(Entries from a pointing dataset)

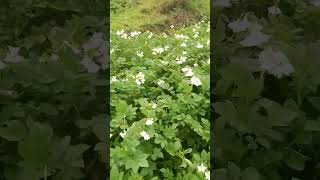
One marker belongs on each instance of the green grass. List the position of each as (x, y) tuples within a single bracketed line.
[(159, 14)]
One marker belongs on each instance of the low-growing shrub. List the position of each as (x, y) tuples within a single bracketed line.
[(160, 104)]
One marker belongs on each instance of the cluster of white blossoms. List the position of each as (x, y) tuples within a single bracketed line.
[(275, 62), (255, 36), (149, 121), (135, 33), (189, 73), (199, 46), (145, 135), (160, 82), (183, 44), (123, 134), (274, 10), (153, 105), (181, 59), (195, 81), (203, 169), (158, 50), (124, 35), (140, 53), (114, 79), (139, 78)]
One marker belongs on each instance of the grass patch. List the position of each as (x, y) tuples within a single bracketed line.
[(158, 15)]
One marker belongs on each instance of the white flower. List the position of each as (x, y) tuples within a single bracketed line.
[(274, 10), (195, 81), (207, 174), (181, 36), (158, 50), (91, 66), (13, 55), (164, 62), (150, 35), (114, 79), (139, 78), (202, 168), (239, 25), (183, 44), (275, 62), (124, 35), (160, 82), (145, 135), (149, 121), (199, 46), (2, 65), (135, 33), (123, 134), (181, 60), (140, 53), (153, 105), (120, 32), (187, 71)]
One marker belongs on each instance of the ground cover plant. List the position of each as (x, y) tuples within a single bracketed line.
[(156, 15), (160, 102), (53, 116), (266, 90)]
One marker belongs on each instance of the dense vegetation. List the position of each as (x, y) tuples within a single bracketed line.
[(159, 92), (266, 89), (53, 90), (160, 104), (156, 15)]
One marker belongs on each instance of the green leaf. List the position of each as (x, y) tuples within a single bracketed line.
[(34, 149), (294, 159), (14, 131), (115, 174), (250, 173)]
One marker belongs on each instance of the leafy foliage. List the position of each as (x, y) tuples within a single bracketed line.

* * *

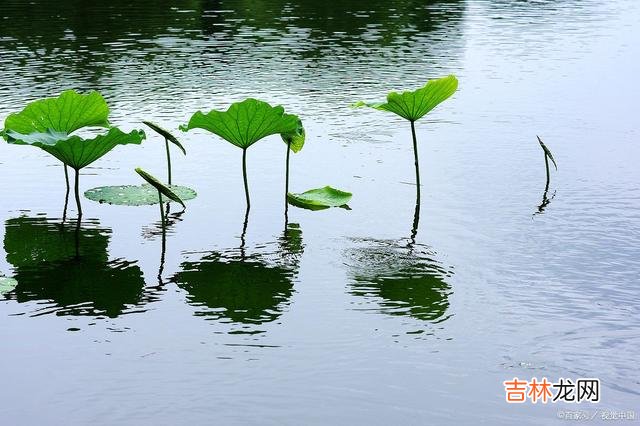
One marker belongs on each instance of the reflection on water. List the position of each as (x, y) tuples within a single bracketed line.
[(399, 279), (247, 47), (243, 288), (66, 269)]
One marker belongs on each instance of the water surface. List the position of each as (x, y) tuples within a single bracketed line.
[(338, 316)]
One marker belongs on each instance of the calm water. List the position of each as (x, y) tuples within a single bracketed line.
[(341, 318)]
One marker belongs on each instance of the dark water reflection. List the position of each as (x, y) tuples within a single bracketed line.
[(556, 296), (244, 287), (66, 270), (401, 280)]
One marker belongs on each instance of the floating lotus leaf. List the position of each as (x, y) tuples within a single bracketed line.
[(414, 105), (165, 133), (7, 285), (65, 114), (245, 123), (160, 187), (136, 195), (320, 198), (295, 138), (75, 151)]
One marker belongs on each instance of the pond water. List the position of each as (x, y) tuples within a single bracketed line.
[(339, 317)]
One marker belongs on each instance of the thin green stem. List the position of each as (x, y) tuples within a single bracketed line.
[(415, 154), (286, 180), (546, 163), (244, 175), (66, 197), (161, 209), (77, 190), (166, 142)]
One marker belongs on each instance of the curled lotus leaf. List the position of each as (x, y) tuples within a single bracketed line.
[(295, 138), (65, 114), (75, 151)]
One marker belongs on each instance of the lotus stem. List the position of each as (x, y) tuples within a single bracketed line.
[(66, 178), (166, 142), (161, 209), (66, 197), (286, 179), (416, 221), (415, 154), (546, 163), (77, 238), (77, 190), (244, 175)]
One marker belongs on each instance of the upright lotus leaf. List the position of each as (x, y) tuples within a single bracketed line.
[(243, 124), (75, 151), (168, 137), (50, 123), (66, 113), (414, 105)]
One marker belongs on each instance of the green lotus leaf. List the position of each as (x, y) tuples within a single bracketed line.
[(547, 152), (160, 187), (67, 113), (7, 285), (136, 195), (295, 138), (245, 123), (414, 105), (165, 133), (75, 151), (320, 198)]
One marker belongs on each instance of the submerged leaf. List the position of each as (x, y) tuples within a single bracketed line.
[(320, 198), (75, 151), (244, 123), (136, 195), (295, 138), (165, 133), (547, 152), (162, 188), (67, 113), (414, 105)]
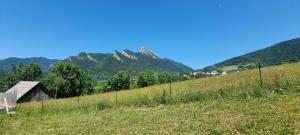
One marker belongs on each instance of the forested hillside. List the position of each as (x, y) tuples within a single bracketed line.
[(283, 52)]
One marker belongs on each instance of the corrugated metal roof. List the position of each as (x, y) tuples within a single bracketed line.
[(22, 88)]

== GOAL OF THE EXERCISE ==
Update the records starting at the line containing "One marker belongs on each instance of the dense" and ending at the line containing "[(34, 149), (294, 159), (14, 131), (115, 174), (250, 173)]", replacing "green leaf" with "broad leaf" and leaving all else as it stands. Reproduce only those lines.

== THE RESULT ==
One marker belongs on each instance of the dense vegetation. List the position of each as (x, y) tuples within a single bracketed line.
[(159, 92), (266, 89), (53, 90), (160, 104), (156, 15)]
One marker belongs on each instance of the broad leaf. List the position of each as (x, y) tuples within a single bracketed line.
[(34, 149), (294, 159), (14, 131), (115, 174), (250, 173)]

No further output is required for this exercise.